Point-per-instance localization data
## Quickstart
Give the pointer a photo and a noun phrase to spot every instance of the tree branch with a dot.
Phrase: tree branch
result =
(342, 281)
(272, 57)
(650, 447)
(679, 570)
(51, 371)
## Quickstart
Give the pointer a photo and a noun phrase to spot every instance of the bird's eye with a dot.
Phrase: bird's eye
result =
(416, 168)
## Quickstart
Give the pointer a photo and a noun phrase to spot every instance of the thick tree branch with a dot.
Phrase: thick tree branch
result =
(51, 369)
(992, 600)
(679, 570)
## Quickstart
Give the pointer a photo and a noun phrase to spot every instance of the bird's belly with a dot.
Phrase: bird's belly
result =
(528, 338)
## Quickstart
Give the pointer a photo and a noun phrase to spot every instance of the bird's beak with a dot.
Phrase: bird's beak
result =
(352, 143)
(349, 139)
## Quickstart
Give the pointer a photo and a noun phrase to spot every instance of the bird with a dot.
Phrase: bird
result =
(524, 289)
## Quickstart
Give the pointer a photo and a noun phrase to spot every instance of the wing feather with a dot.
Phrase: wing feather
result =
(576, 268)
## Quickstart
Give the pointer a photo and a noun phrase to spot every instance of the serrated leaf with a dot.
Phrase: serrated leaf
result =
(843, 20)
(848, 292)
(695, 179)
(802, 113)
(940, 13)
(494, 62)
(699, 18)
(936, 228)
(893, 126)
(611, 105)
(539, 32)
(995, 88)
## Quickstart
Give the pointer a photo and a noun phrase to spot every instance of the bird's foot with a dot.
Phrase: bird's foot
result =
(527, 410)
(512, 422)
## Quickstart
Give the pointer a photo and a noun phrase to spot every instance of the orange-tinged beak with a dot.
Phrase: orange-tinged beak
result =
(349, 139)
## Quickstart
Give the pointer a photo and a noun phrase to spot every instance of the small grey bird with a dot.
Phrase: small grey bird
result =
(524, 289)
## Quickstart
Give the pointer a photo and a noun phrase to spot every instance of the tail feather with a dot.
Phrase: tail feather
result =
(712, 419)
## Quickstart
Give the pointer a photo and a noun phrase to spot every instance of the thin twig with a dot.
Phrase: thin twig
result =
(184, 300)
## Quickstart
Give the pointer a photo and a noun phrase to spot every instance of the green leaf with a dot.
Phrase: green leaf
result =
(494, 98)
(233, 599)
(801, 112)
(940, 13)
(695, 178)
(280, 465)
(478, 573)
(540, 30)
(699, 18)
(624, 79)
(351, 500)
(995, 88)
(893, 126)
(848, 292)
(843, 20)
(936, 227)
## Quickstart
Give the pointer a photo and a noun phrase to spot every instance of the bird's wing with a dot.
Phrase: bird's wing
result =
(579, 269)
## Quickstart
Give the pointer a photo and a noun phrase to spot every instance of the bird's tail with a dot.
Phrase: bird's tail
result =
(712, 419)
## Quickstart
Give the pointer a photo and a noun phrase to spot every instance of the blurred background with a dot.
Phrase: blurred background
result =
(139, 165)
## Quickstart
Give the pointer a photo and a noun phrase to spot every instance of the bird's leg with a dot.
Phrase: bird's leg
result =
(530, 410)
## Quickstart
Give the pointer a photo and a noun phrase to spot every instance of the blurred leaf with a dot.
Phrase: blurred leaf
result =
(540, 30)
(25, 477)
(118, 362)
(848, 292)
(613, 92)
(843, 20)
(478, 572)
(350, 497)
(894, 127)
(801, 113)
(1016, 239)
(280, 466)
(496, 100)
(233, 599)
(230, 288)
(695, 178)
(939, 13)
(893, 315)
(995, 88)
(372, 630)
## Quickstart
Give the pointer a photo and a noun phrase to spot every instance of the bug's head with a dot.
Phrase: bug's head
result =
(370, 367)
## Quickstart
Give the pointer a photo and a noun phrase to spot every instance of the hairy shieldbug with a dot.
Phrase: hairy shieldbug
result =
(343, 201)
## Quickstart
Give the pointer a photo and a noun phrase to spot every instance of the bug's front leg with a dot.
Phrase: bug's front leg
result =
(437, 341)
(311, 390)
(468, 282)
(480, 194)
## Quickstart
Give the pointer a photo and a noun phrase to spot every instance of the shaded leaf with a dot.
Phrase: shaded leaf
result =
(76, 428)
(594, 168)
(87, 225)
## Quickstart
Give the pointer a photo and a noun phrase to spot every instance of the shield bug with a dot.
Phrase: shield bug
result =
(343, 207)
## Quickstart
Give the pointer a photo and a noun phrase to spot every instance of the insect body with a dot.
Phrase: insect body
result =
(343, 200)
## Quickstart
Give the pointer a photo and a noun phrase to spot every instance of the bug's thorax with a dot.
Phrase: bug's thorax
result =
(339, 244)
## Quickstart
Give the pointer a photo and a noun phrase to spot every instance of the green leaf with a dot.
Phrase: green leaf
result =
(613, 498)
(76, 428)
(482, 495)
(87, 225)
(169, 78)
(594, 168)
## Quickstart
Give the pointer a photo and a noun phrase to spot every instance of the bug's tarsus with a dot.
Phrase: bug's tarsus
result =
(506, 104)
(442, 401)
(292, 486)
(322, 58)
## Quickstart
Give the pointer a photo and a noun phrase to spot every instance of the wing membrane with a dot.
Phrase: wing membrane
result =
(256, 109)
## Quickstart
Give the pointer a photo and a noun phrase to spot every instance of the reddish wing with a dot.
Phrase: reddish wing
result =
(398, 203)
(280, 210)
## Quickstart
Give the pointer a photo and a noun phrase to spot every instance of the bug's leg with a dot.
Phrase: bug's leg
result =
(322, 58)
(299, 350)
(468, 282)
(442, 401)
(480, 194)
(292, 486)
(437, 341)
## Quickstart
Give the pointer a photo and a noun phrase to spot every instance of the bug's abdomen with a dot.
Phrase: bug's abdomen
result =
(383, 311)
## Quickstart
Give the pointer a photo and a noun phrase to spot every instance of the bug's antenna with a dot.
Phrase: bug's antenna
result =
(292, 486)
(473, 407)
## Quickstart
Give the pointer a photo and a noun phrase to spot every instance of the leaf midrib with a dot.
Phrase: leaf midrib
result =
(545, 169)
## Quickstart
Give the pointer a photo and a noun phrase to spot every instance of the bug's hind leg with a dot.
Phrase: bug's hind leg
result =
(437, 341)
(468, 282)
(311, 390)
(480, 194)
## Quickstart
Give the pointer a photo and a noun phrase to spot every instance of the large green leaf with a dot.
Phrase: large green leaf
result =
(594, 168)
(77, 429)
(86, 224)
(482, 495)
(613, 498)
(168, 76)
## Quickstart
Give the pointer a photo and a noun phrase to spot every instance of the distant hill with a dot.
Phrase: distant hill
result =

> TASK DIRECTIONS: Nothing should be changed: write out all of the data as is.

> SOLUTION TO THE EXERCISE:
## Quickstart
Give the pointer a photo and a noun phrase to spot every instance of the tree branch with a dot.
Phrase: tree branch
result =
(342, 281)
(272, 57)
(650, 447)
(679, 570)
(51, 371)
## Quickstart
Give the pointer a photo and a noun phrase to spot every instance of the bird's eye with a dot.
Phrase: bird's eye
result =
(416, 168)
## Quickstart
Give the pointer a photo and a noun phrase to spot every instance of the thick tree branch with a dot.
Phrase: thick tree branch
result =
(51, 369)
(992, 600)
(679, 570)
## Quickstart
Give the pointer a photo and a noun phrase to spot every instance of the bird's belly with a dot.
Phrase: bird's belly
result =
(528, 338)
## Quickstart
Give the pointer a photo and a noun phrase to spot every instance of the bird's beak with a dot.
Phrase: bird's beak
result =
(352, 143)
(349, 139)
## Quickstart
Give the pointer a photo and a noun phrase to spot every instance of the bird with a dot.
Phrase: bird
result =
(524, 289)
## Quickstart
Give the pointer a photo and a noun phrase to spot every instance of the wing feather with a dot.
Phrase: wing feather
result =
(576, 268)
## Quickstart
Give the pointer a photo and a noun phrase to spot every instance of the serrated leaf with a dot.
Phrase: serrated leaf
result =
(843, 20)
(848, 292)
(695, 179)
(802, 113)
(940, 13)
(494, 62)
(699, 18)
(936, 228)
(893, 126)
(611, 105)
(539, 32)
(995, 88)
## Quickstart
Give the pointer a photo and a noun phrase to spot every instance of the bird's foot with a dot.
Phrase: bird's foot
result =
(527, 410)
(512, 422)
## Quickstart
Give the pointer a photo and a noun phrase to spot every instance of the orange-tinged beak with a dot.
Phrase: orange-tinged beak
result =
(349, 139)
## Quickstart
Give the pointer a photo and a noun phrase to spot every instance of the small grey bird with a dot.
Phrase: small grey bird
result =
(524, 289)
## Quickstart
Give the pointer a photo and a noun phrase to spot every instance of the tail feather with a dot.
Phrase: tail feather
result =
(712, 419)
## Quickstart
Give the pointer a photo and a noun phrase to spot every instance of the thin twig with a dot.
Phrase: thin twig
result =
(184, 300)
## Quickstart
Give the pointer a photo and a noun phrase to spot every instance of the green leaf with a dot.
Phrase: green leaf
result =
(494, 98)
(233, 599)
(801, 112)
(940, 13)
(695, 178)
(280, 465)
(478, 573)
(540, 30)
(699, 18)
(624, 79)
(351, 500)
(995, 88)
(893, 126)
(848, 292)
(843, 20)
(936, 227)
## Quickstart
Give the pointer a photo and a noun phrase to spot every instance of the bird's wing with a dot.
Phrase: bird's wing
result =
(579, 269)
## Quickstart
Give the pointer a photo and a noun phrase to spot every instance of the bird's tail with a dot.
Phrase: bird's tail
result =
(712, 419)
## Quickstart
Give the pointer a photo and a noun phrase to spot every instance of the blurred background with a dot.
Phrase: blurred background
result =
(139, 165)
## Quickstart
Give the pointer a photo and a noun phrase to spot every instance of the bird's leg with a dot.
Phrase: bird's leg
result =
(530, 410)
## Quickstart
Give the pointer a photo and a noun phrase to spot every instance of the blurred leaf with a dot.
Phrase: blurred leaf
result =
(540, 30)
(25, 477)
(118, 362)
(848, 292)
(613, 92)
(843, 20)
(478, 572)
(350, 497)
(894, 127)
(801, 113)
(1016, 239)
(280, 466)
(496, 100)
(233, 599)
(230, 288)
(695, 178)
(939, 13)
(893, 315)
(995, 88)
(372, 630)
## Quickstart
Give the pointer a photo and a noun phrase to spot every instance of the bug's head with a dot.
Phrase: bug's head
result =
(370, 367)
## Quickstart
Give the pointer a photo and a noun phrase to spot every instance of the hairy shieldbug with a dot.
Phrase: hairy shieldbug
result =
(343, 201)
## Quickstart
Give the pointer a photo and a noun phrase to spot every instance of the bug's front leg with a dot.
Phrase: bug's front leg
result =
(437, 341)
(311, 390)
(468, 282)
(480, 194)
## Quickstart
Give the pointer a photo and a noun phrase to spot every instance of the shaded leaf with a dot.
Phrase: shaded leaf
result =
(76, 428)
(594, 168)
(87, 225)
## Quickstart
Give the pointer a photo and a noun phrase to spot every instance of the shield bug with a dot.
Phrase: shield bug
result =
(343, 207)
## Quickstart
Give the pointer a photo and a noun phrase to spot every instance of the insect body with a dot.
Phrase: insect body
result =
(343, 200)
## Quickstart
Give the pointer a photo and a noun phrase to spot every instance of the bug's thorax with a dot.
Phrase: bug's thorax
result =
(339, 244)
## Quickstart
Give the pointer a photo and a noun phrase to spot every instance of the green leaf with a dot.
Phrase: green leaf
result =
(613, 498)
(76, 428)
(482, 495)
(87, 225)
(169, 78)
(594, 168)
## Quickstart
Give the pointer a photo and a noun phrase to spot every instance of the bug's tarsus with a dot.
Phrase: bug's tarsus
result =
(506, 104)
(442, 401)
(292, 486)
(322, 58)
## Quickstart
Give the pointer a photo and a noun phrase to spot every instance of the wing membrane with a dot.
Phrase: wing membrane
result =
(256, 109)
## Quickstart
Give the pointer a photo and a noun phrase to spot every instance of the reddish wing with a dot.
Phrase: reddish wing
result =
(398, 203)
(280, 210)
## Quickstart
Give the pointer a photo and a noun phrase to spot every instance of the bug's leg with a dot.
Phrase: bug's leg
result =
(322, 58)
(299, 350)
(468, 282)
(442, 401)
(480, 194)
(292, 486)
(437, 341)
## Quickstart
Give the pointer a photo and a noun phrase to spot every instance of the bug's abdomen with a dot.
Phrase: bug's abdomen
result =
(383, 311)
## Quickstart
Give the pointer a photo and a noun phrase to spot every instance of the bug's antenna with a dot.
Phrase: bug's antenna
result =
(292, 486)
(473, 407)
## Quickstart
Give the pointer a photo and a noun phrase to spot every instance of the leaf midrib with a dot.
Phrase: leaf midrib
result =
(545, 169)
## Quickstart
Give the pointer a photo and a noun phrase to spot every instance of the bug's hind leg with a dot.
Phrase: bug's hind leg
result =
(437, 341)
(468, 282)
(311, 390)
(480, 194)
## Quickstart
Give the pointer a photo and a noun phrase to spot every instance of the large green leaf with a dot.
Phrase: large green leaf
result =
(594, 168)
(77, 429)
(86, 224)
(482, 495)
(613, 498)
(168, 76)
## Quickstart
Give the pointer a photo and a noun phrase to spot every instance of the distant hill with a dot.
Phrase: distant hill
result =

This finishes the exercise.